Given problem
Starting at the beginning of the rows and stopping after the line that contains "[[130, 20]]", write those lines out again with "overcast sky" changed to "cloudy sky". Leave everything else unaltered, and include no other lines.

Provided entries

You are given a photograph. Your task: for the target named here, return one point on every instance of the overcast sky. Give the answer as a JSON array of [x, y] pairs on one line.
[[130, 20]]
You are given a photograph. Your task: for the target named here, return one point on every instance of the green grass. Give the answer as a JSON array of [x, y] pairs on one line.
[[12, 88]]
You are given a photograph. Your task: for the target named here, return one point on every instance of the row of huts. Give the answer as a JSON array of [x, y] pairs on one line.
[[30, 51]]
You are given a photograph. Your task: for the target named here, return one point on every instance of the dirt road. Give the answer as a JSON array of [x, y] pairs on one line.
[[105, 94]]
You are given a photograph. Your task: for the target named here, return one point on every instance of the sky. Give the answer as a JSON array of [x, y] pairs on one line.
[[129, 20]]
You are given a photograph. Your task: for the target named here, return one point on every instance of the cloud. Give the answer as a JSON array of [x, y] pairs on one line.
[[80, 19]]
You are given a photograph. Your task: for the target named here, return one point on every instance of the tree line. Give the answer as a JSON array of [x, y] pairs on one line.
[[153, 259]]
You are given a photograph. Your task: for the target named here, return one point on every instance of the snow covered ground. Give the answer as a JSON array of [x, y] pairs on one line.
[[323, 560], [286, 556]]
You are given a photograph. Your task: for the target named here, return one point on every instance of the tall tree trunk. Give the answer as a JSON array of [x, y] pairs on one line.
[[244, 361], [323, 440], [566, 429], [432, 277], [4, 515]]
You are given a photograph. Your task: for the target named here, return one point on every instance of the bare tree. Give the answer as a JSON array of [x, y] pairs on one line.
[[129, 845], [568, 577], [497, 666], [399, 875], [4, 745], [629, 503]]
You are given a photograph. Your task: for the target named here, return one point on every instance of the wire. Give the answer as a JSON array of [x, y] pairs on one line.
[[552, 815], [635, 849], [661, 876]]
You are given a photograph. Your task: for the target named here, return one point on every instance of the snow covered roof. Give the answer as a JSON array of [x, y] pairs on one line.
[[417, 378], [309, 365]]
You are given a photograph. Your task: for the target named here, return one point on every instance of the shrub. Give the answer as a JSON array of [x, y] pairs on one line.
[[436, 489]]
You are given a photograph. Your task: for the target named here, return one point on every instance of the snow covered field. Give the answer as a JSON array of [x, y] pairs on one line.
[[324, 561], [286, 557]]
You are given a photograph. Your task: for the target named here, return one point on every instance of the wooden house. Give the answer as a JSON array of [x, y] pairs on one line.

Answer to the task
You are given a photograph. Your task: for the target named here, return one point on every instance of the cloudy sky. Give the answer as a JSON array of [x, y] pairs on one line.
[[130, 20]]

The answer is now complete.